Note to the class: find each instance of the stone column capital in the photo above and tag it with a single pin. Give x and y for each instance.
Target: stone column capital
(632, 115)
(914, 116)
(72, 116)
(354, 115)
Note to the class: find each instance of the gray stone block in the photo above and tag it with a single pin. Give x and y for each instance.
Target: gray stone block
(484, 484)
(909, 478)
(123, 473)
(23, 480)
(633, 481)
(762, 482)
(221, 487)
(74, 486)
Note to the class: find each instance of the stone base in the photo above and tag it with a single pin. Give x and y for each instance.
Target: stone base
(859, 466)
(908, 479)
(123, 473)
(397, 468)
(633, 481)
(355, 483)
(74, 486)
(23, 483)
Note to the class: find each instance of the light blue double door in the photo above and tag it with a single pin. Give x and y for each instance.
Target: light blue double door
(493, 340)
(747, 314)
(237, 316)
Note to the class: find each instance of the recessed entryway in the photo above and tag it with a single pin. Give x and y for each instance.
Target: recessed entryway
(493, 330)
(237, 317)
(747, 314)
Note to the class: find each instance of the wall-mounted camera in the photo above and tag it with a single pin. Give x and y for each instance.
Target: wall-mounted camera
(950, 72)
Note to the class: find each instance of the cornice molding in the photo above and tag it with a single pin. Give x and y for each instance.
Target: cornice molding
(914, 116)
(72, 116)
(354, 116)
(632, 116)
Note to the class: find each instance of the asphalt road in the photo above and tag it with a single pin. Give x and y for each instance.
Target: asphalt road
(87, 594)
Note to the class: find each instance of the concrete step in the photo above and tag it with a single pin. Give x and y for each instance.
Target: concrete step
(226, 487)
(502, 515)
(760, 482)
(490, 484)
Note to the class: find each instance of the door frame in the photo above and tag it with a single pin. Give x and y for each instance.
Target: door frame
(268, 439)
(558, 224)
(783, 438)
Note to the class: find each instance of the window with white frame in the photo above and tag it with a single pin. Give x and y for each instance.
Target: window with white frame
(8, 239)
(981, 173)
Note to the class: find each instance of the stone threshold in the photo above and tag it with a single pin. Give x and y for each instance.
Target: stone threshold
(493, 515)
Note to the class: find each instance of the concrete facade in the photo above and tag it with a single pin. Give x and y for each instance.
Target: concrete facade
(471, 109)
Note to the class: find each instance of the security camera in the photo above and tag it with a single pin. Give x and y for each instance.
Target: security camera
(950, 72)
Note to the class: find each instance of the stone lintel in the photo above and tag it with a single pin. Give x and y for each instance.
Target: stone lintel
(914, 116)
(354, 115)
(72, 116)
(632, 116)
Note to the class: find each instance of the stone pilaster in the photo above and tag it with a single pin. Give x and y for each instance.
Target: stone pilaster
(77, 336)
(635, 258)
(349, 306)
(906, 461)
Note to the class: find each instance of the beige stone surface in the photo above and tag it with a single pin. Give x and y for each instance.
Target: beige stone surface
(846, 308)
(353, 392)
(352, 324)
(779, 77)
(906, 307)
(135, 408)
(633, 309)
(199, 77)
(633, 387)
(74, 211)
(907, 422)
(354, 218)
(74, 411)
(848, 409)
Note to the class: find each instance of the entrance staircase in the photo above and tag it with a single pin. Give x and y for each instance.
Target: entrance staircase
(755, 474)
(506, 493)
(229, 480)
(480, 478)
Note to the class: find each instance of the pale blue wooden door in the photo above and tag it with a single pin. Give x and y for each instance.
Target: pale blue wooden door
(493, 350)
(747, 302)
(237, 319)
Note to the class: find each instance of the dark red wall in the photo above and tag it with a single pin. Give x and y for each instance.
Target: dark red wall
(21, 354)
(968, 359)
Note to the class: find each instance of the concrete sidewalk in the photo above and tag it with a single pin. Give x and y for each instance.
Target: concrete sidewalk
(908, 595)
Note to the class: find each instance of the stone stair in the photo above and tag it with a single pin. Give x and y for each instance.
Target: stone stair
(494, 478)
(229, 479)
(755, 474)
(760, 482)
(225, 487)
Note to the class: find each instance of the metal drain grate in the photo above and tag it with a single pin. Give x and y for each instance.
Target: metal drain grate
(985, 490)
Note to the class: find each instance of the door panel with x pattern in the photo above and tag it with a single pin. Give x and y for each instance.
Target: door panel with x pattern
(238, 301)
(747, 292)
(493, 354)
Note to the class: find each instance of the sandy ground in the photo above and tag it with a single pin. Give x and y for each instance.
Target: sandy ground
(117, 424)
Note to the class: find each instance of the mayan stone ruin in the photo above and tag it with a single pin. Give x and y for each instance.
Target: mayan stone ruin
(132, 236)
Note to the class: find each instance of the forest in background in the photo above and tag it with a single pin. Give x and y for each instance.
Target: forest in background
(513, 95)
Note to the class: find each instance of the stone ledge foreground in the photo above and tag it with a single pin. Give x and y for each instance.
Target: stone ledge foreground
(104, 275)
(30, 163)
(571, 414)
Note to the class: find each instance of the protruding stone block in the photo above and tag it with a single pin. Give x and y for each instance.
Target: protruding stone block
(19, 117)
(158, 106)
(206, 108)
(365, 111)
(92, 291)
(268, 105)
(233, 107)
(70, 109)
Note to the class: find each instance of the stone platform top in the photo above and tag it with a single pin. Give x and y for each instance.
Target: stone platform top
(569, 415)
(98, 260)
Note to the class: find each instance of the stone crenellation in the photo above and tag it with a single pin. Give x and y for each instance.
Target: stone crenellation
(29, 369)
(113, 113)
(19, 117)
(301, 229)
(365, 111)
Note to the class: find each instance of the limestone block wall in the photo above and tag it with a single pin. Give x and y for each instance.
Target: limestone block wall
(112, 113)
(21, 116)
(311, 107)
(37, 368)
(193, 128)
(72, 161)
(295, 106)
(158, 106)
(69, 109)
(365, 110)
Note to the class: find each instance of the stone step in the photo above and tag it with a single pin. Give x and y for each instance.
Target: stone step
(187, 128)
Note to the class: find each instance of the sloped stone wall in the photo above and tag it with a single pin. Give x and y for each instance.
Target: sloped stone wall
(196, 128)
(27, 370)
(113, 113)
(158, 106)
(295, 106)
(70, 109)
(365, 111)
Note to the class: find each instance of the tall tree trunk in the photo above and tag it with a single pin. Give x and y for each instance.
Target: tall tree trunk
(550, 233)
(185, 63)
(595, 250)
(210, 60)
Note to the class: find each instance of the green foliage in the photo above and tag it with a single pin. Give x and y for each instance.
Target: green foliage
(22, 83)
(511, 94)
--------------------------------
Among the records above, a stretch begins at the line containing "Target: entrance staircase" and ends at the line containing "Note to the class: find each instance of the dark". Restate that stretch word for word, and nothing else.

## [TASK ANSWER]
Target: entrance staircase
(755, 474)
(506, 493)
(229, 480)
(480, 478)
Note to the class: find each instance of the pale blue wooden door in the photo above and tag it with a single pin. Give x and y for each instance.
Target: pale blue wooden door
(493, 350)
(747, 302)
(237, 319)
Note to the class: find each instance of the dark red wall in the photo above and tag it with a single pin. Give x and y for each instance.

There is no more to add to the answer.